— start —
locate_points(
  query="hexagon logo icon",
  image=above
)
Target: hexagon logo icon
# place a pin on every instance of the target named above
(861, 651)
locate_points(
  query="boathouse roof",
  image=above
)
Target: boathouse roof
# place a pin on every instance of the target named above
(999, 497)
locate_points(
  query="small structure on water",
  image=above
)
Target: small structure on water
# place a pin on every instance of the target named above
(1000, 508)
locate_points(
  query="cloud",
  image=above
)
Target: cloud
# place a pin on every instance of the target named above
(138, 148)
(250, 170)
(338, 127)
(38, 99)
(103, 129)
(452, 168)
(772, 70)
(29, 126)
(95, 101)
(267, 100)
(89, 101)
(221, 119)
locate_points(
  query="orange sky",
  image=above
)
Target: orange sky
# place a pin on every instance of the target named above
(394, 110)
— end —
— start —
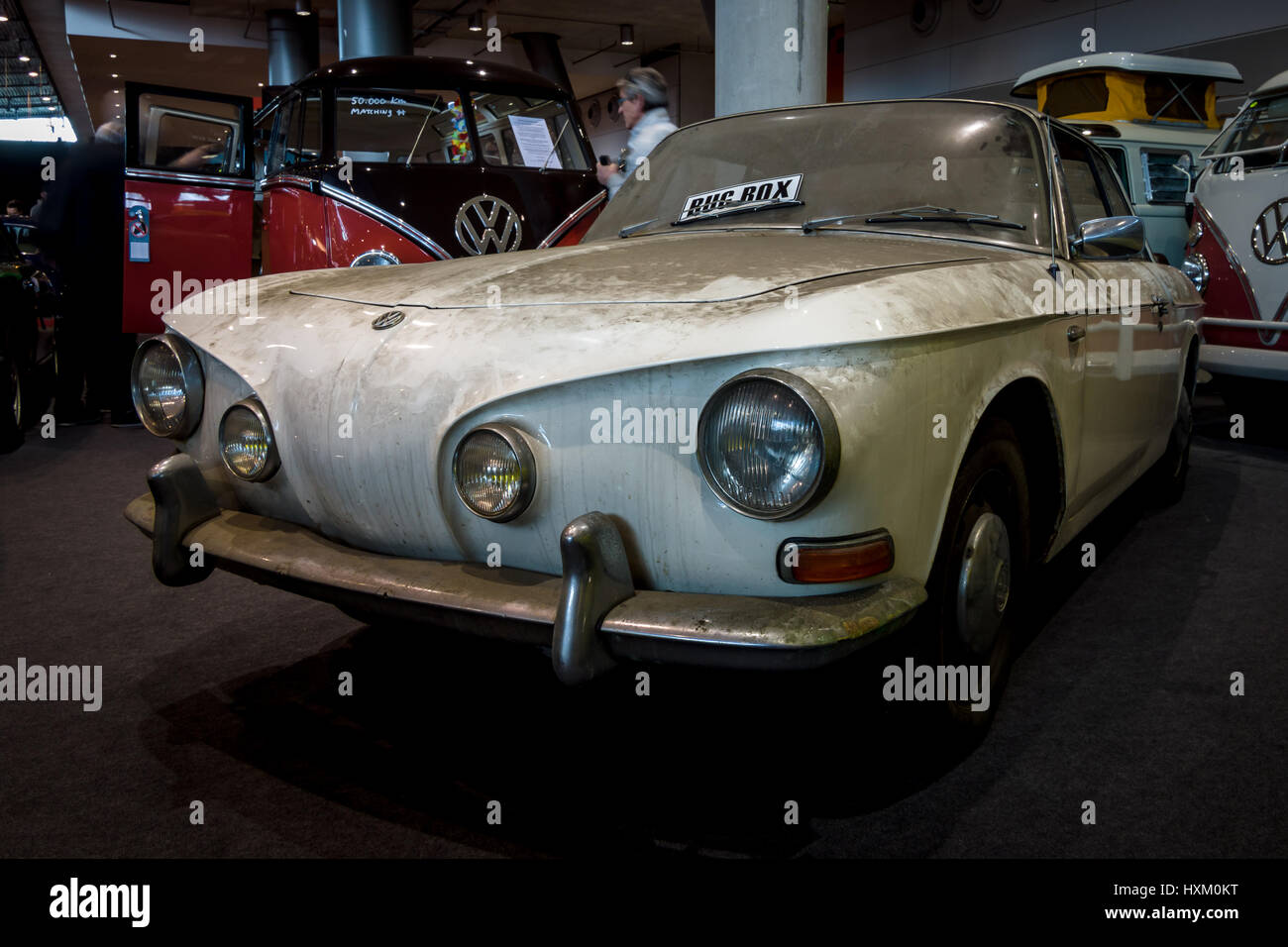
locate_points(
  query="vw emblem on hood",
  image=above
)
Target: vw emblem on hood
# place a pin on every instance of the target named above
— end —
Gather every line in the two blocks above that contains the word "small", and copy each one in full.

**Exercise answer**
  query="small structure on water",
Target: small structure on water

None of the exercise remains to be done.